# [Input material]
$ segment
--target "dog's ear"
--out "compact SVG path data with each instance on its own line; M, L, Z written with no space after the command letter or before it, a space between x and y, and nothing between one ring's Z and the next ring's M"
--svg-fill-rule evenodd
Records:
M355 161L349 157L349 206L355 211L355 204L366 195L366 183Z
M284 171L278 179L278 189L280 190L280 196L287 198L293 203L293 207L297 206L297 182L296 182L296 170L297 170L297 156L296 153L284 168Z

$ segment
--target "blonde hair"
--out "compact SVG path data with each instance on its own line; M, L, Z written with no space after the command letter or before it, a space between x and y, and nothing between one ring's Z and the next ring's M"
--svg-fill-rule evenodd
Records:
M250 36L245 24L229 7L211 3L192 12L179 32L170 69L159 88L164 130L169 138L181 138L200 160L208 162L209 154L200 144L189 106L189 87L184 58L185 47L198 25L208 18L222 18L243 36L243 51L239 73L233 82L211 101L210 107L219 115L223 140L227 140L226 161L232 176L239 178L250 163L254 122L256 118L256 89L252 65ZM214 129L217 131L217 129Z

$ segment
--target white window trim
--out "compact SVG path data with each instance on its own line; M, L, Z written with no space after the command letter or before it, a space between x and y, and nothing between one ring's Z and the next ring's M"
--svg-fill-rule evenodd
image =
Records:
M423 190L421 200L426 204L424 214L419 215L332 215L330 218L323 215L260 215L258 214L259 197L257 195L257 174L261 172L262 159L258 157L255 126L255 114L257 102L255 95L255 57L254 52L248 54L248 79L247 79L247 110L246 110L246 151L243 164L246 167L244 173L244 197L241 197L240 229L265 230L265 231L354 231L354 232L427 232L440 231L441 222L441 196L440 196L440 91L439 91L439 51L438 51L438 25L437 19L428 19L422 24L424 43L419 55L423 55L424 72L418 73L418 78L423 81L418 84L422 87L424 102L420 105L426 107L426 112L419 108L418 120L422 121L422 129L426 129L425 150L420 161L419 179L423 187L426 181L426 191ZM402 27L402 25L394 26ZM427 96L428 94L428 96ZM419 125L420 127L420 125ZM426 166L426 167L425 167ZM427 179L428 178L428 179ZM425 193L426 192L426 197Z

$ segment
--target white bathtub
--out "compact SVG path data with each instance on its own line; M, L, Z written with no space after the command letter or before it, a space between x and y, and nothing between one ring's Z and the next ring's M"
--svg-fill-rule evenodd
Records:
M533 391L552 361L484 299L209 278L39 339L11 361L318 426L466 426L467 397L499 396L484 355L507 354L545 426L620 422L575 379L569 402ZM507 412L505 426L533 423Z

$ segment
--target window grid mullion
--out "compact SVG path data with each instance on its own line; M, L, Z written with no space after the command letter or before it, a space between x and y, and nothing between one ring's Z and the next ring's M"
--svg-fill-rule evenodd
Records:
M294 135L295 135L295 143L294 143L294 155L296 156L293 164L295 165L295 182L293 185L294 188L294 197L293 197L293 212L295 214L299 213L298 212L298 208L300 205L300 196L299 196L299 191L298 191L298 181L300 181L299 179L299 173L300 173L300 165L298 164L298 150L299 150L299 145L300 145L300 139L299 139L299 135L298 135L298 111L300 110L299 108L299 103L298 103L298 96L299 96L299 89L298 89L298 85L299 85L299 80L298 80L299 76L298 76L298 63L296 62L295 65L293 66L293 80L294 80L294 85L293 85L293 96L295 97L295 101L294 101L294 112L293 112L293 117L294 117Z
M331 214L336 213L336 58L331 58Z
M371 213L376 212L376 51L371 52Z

# [Your instructions]
Each line of the listing should be printed again, exactly.

# [Result of the exercise]
$ segment
--target "dog's ear"
--out "compact SVG path data with each instance on its own line; M, L, Z written with no space after the command letter or before it, a space between x and y, and nothing between one ring's Z and the next ring's M"
--svg-fill-rule evenodd
Records:
M355 161L349 157L349 206L355 211L355 204L366 195L366 183Z
M284 171L278 179L278 189L280 190L280 196L287 198L293 203L293 207L297 206L297 182L296 182L296 170L297 170L297 156L296 153L284 168Z

$ segment
--target "blonde hair"
--out "compact SVG path data with each instance on its own line; M, L, Z written with no space after the command letter or before it, a space between x and y, and nothing between one ring's Z and the next ring's M"
--svg-fill-rule evenodd
Records:
M250 36L245 24L229 7L211 3L192 12L179 32L170 69L159 88L164 130L169 138L181 138L200 160L208 162L209 154L200 144L189 106L189 87L184 58L185 47L198 25L208 18L222 18L243 36L243 51L239 73L233 82L211 101L210 107L219 115L223 140L227 140L226 161L232 176L239 178L250 163L254 122L256 118L256 89L252 65ZM214 129L217 131L217 129Z

$ segment
--target white window trim
--out "compact SVG path data with each instance on its own line; M, L, Z written with no space after the command letter or before it, a space between x and y, and nothing between one ring's Z and the next ring's M"
--svg-fill-rule evenodd
image =
Records:
M423 190L421 200L426 204L424 214L419 215L332 215L330 218L323 215L260 215L258 214L259 197L257 195L257 174L261 172L262 159L258 157L255 126L255 114L257 102L255 95L255 57L254 52L248 54L248 79L247 79L247 110L246 110L246 151L243 164L246 167L244 173L244 197L241 197L240 229L265 230L265 231L354 231L354 232L427 232L440 231L441 222L441 196L440 196L440 91L439 91L439 51L438 51L438 25L437 19L428 19L422 24L424 43L419 55L423 55L424 72L418 73L418 78L423 81L418 84L422 87L424 102L420 105L426 107L426 112L419 108L418 120L422 121L422 129L426 129L425 150L420 161L419 179L423 187L426 181L426 191ZM402 27L402 25L394 26ZM427 96L428 94L428 96ZM419 125L420 127L420 125ZM426 166L426 167L425 167ZM427 179L428 178L428 179ZM425 193L426 192L426 197Z

$ segment
--target white bathtub
--out "compact SVG path data with each instance on its own line; M, L, Z written with no space after the command letter or before it, a space between x and y, and nothing between one ring's Z and the next ring's M"
--svg-fill-rule evenodd
Records:
M533 391L552 361L484 299L209 278L39 339L11 361L318 426L466 426L467 397L499 396L484 355L507 354L545 426L620 422L575 379L569 402ZM507 412L505 426L533 423Z

$ segment
--target window grid mullion
--out "compact SVG path data with each instance on its own line; M, L, Z written with no space after the command letter or before it, a space between x and y, and nothing between one ring's Z and the next ring's M"
--svg-fill-rule evenodd
Records:
M294 135L295 135L295 143L294 143L294 155L296 156L293 164L295 165L295 182L293 185L294 188L294 197L293 197L293 212L295 214L299 213L298 212L298 208L300 205L300 196L299 196L299 191L298 191L298 181L300 181L299 179L299 173L300 173L300 165L298 164L298 150L299 150L299 145L300 145L300 139L299 139L299 135L298 135L298 111L300 110L299 108L299 103L298 103L298 96L299 96L299 89L298 89L298 85L299 85L299 80L298 80L299 76L298 76L298 63L296 62L295 65L293 66L293 80L294 80L294 85L293 85L293 96L295 97L295 101L294 101L294 112L293 112L293 117L294 117Z
M331 214L336 213L336 58L331 58Z
M371 213L376 212L376 51L371 52Z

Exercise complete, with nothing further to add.